* Requirement
Could you return all of the records exactly, minus their images?

#### Data for the task ####

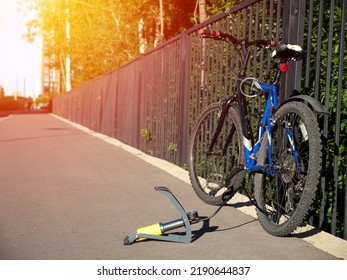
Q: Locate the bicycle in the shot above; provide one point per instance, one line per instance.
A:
(286, 157)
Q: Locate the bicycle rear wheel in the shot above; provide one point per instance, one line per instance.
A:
(284, 196)
(209, 170)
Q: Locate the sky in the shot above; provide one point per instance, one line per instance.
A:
(20, 62)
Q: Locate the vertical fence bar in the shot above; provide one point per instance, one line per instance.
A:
(293, 32)
(339, 101)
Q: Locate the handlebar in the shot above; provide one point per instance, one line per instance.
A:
(218, 35)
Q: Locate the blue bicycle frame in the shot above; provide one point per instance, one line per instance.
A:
(266, 125)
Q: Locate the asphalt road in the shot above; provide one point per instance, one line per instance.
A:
(67, 195)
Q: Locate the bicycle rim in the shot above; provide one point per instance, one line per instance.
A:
(285, 196)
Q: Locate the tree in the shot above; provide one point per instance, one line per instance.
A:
(86, 38)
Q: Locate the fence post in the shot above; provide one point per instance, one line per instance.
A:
(183, 100)
(293, 33)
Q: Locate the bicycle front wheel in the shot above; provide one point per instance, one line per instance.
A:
(285, 193)
(209, 166)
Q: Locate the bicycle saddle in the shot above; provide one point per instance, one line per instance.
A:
(288, 52)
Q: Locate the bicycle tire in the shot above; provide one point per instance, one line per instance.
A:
(284, 198)
(208, 172)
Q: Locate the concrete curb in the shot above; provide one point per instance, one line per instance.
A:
(319, 239)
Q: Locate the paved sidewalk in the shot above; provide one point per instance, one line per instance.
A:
(69, 193)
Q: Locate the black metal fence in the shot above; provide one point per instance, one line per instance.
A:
(152, 102)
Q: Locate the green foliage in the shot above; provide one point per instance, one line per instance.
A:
(103, 33)
(324, 85)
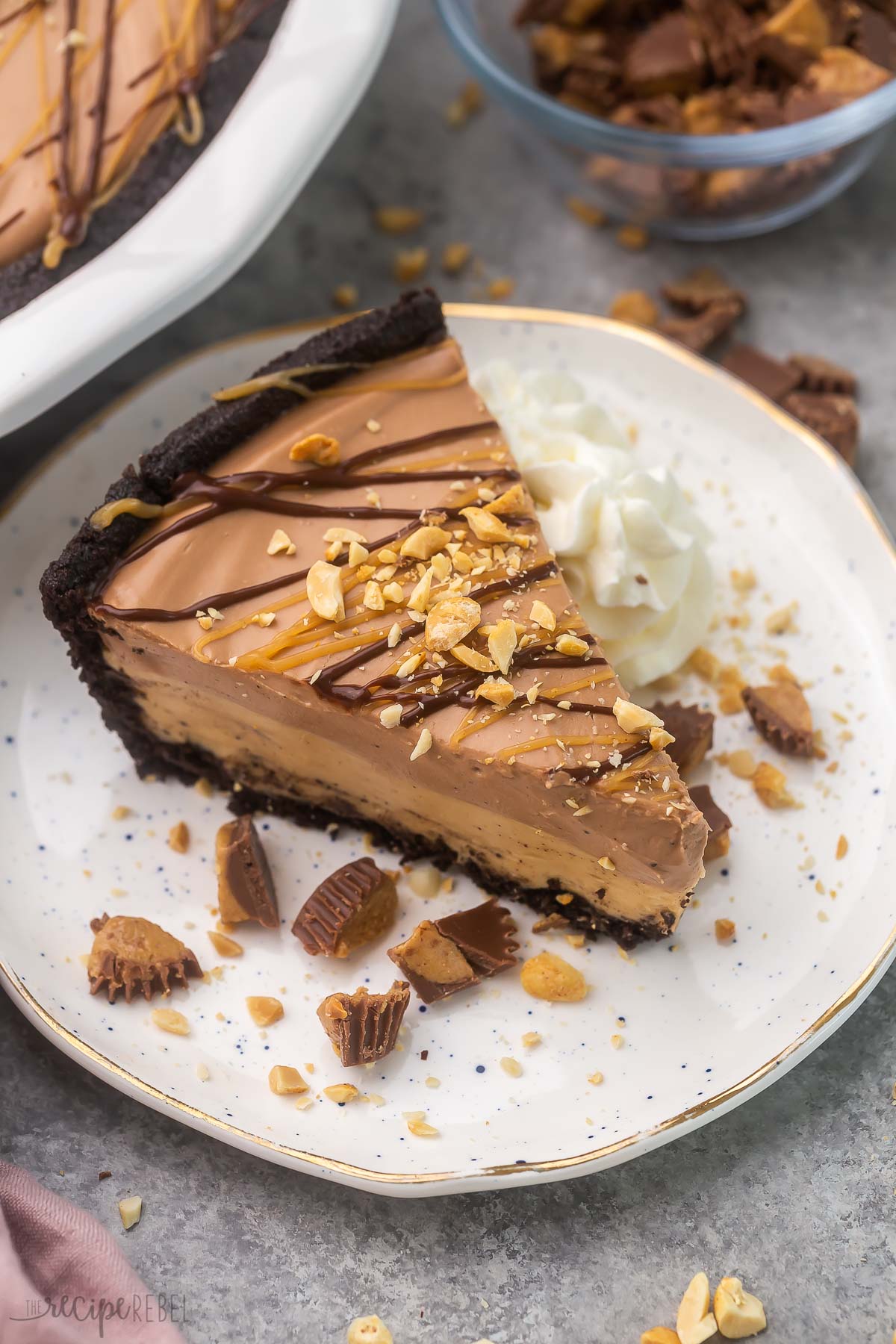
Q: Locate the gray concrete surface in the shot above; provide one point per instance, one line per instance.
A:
(794, 1191)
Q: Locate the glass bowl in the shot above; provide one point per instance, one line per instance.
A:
(694, 187)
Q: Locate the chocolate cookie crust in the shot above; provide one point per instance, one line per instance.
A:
(72, 582)
(164, 164)
(77, 577)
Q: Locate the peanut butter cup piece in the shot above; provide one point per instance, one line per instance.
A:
(782, 715)
(700, 331)
(768, 376)
(702, 289)
(822, 376)
(361, 1026)
(830, 416)
(136, 954)
(668, 57)
(718, 821)
(435, 964)
(245, 885)
(485, 934)
(691, 729)
(351, 907)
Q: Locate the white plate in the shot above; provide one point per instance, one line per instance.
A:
(319, 63)
(706, 1026)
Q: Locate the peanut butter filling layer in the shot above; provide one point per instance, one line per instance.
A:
(87, 87)
(494, 734)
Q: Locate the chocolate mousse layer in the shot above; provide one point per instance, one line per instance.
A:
(344, 608)
(102, 108)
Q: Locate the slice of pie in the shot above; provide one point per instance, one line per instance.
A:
(329, 596)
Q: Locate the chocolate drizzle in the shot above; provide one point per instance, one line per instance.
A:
(423, 692)
(583, 773)
(461, 679)
(74, 205)
(222, 494)
(77, 201)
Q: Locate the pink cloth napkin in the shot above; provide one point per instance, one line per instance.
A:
(54, 1253)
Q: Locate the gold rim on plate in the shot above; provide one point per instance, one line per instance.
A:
(700, 1113)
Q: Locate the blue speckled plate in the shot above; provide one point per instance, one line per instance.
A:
(703, 1026)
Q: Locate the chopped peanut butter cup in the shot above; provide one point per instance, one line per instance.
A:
(702, 289)
(691, 729)
(454, 953)
(718, 821)
(782, 715)
(136, 954)
(822, 376)
(830, 416)
(485, 934)
(768, 376)
(361, 1026)
(245, 885)
(435, 965)
(702, 329)
(351, 907)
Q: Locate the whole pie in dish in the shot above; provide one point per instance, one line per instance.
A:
(329, 596)
(104, 105)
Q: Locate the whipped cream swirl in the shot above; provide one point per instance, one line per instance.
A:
(632, 547)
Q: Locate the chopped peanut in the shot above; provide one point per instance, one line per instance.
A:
(548, 976)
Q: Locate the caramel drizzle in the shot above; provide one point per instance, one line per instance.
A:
(225, 494)
(462, 679)
(222, 494)
(74, 205)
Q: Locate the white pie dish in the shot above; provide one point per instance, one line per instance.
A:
(706, 1026)
(317, 66)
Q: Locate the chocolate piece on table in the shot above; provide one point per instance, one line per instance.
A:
(484, 934)
(703, 329)
(433, 962)
(361, 1026)
(702, 289)
(667, 57)
(131, 953)
(782, 715)
(245, 885)
(718, 821)
(830, 416)
(822, 376)
(692, 730)
(768, 376)
(351, 907)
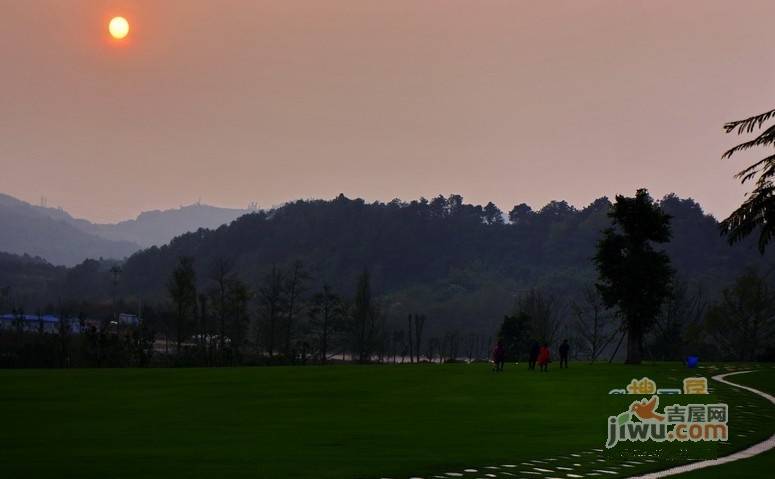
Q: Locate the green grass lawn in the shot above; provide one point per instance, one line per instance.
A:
(763, 380)
(332, 422)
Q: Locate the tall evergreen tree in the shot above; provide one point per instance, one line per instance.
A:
(758, 210)
(633, 276)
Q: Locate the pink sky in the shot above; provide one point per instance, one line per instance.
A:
(268, 101)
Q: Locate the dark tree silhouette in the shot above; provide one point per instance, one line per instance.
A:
(758, 209)
(182, 290)
(633, 276)
(514, 335)
(271, 302)
(294, 288)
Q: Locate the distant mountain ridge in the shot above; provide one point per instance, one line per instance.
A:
(59, 238)
(446, 258)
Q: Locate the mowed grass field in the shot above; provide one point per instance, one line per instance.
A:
(334, 421)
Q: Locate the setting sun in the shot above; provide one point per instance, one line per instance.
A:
(118, 28)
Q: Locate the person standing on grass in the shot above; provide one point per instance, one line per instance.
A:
(534, 350)
(544, 358)
(498, 356)
(564, 349)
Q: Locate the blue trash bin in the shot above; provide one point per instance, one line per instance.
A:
(692, 361)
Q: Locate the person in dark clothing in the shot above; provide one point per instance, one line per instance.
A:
(544, 358)
(564, 349)
(498, 357)
(534, 350)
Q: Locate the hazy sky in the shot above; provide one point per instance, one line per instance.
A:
(267, 101)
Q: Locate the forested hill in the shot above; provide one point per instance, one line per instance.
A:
(440, 256)
(438, 249)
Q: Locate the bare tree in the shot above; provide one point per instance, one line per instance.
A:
(593, 324)
(182, 290)
(220, 272)
(271, 301)
(544, 313)
(326, 313)
(294, 288)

####

* Solution to this exercise
Q: Locate the bicycle in the shot above; provide one point per instance, one line per instance.
A:
(286, 157)
Q: Locate the bicycle rear wheel in the shot above; provide one point per instance, one line per instance.
A:
(284, 196)
(209, 170)
Q: Locate the sky in the shot above; provide one point per instance, one line per instance.
A:
(20, 62)
Q: Locate the vertical fence bar in the shot above; provide one point per instance, one line per instance.
A:
(293, 32)
(339, 101)
Q: Locate the handlebar in the shot above; provide one point per instance, one line per instance.
A:
(218, 35)
Q: Locate the blue bicycle frame in the shot above; provide one point per instance, one line per instance.
A:
(266, 125)
Q: Locate the asphalt road in the shot above; provide one point per instance, one line per instance.
A:
(67, 195)
Q: Locate the bicycle rim in the shot above; provide one point per instance, one line per instance.
A:
(285, 196)
Q: Locate the tree in the shot above; provide one point per instance, one line per instance.
A:
(86, 38)
Q: Locate the fence post in the shot above; provide one point per instance, one line per instance.
A:
(183, 100)
(293, 33)
Q: Locate the bicycle front wheel in the shot above; provide one point per instance, one line per instance.
A:
(285, 193)
(209, 166)
Q: Locate the bicycle saddle in the shot above; provide one point per instance, one line per instance.
A:
(288, 52)
Q: Locate the bicycle tire in the shot above; provide one point per instance, one line per instance.
A:
(284, 198)
(208, 172)
Q: Locate the concrete curb in the shot above; provide one point per instance, one line per instance.
A:
(319, 239)
Q: Locate the paved sidewalk in the shot above; provide one point per instance, one line per instance.
A:
(69, 193)
Q: Locate the black metal fence in the shot above; provide one point per instance, one line per instance.
A:
(152, 102)
Q: Locate the green foliage in the shot above; provide one point per instance, one line per instance.
A:
(103, 33)
(324, 85)
Q: Locate the gray concrete surface in the shot above; provide one point per instance, one line per instance.
A:
(794, 1191)
Q: Locate the glass bowl in the shot above; provide one point per instance, one line per instance.
A:
(694, 187)
Q: Locate the chocolate cookie crust in the shot above; provide one point per instance, one line per instance.
A:
(72, 582)
(164, 164)
(77, 577)
Q: Locate the peanut butter cup piece in the shot above; provide one point per instance, one line per instance.
A:
(782, 715)
(700, 331)
(768, 376)
(702, 289)
(822, 376)
(361, 1026)
(830, 416)
(136, 954)
(668, 57)
(718, 821)
(435, 964)
(245, 885)
(485, 934)
(691, 729)
(351, 907)
Q: Locate the white plate in the shot above; provide one point per instance, one line per instance.
A:
(319, 63)
(706, 1026)
Q: Locate the peanut butter filling layer in the shot above; provide one point per instance, one line per instance.
A:
(87, 87)
(494, 734)
Q: Locate the chocolate mousse layer in the shot above; provide one point per instance, one line per instance.
A:
(344, 608)
(102, 108)
Q: Locate the slice of pie in the shot above; provide one point per instance, one line per instance.
A:
(329, 596)
Q: Locate the chocolate drizzle in the shot above; provide one point per instance, one line per instance.
A:
(423, 692)
(583, 773)
(461, 679)
(74, 205)
(222, 494)
(77, 201)
Q: Locate the pink cloth napkin in the shot above; provide one point per instance, one line per instance.
A:
(54, 1253)
Q: Locate the gold rim on plate in the shot above; provide one point per instance, one line per instance.
A:
(700, 1113)
Q: Locate the blue speckled plate in the shot above; provide one point per instance, one line per instance.
A:
(703, 1026)
Q: Locate the chopped peanut butter cup in the shot above; provide one point per instance, one line per instance.
A:
(702, 289)
(691, 729)
(454, 953)
(718, 821)
(782, 715)
(136, 954)
(822, 376)
(830, 416)
(485, 934)
(768, 376)
(361, 1026)
(245, 885)
(435, 965)
(702, 329)
(351, 907)
Q: Locate the whole pie in dish in the shot above; provide one point per instance, one line per instance.
A:
(329, 596)
(104, 105)
Q: Locate the whipped cream swirl in the shot above; provide one point per instance, one line per instance.
A:
(632, 547)
Q: Locate the chopped peanut in the shot above; provide one point per instance, one line per instance.
A:
(548, 976)
Q: Locate the caramel drizzle in the shot above; provide one point per instance, one line per instance.
A:
(225, 494)
(462, 679)
(222, 494)
(74, 205)
Q: Locate the white pie dish in the shot above; provide one point per instance, one line per instance.
A:
(706, 1026)
(317, 66)
Q: Locate the chocolate piece on table in the shot above; provide one point per instance, one line per instance.
A:
(484, 934)
(703, 329)
(433, 962)
(361, 1026)
(702, 289)
(667, 57)
(131, 953)
(782, 715)
(245, 885)
(718, 821)
(830, 416)
(822, 376)
(692, 730)
(768, 376)
(351, 907)
Q: Locate the green grass lawn in the shot above; provide one point per instance, one line per instance.
A:
(763, 380)
(332, 422)
Q: Locate the tall evergreen tree in the shot above; provide one point per instance, one line per instance.
A:
(758, 210)
(633, 276)
Q: Locate the pink sky in the shot above; provide one point per instance, one line per instance.
A:
(268, 101)
Q: Locate the dark tree silhouette in the shot above; provide one point per instance, one line per instance.
A:
(758, 209)
(182, 290)
(633, 276)
(514, 335)
(271, 302)
(294, 288)
Q: Locate the distant mountain ridge in the shot above; provide one point per instance, one line per instance.
A:
(59, 238)
(446, 258)
Q: Locate the mowed grass field in the shot above; provide one point per instance, one line per instance.
A:
(334, 421)
Q: Locate the setting sun in the shot above; provide one point per instance, one line per instance.
A:
(118, 28)
Q: Locate the person standing on grass in the shot above; provide one point per instance, one line per instance.
A:
(534, 350)
(544, 358)
(498, 356)
(564, 349)
Q: Locate the blue trash bin in the shot above; provide one point per instance, one line per instance.
A:
(692, 361)
Q: Locate the person in dark clothing in the shot above; provide one point per instance, one line per instance.
A:
(544, 358)
(564, 349)
(498, 357)
(534, 350)
Q: Locate the hazy sky in the shot above; provide one point per instance, one line per instance.
A:
(267, 101)
Q: Locate the forested hill in the shot above; provide one point per instance, one line per instance.
A:
(440, 256)
(438, 249)
Q: Locate the bare tree in the shot above; provide one point per instance, one line per instance.
A:
(593, 324)
(182, 290)
(220, 272)
(271, 301)
(544, 313)
(326, 313)
(294, 288)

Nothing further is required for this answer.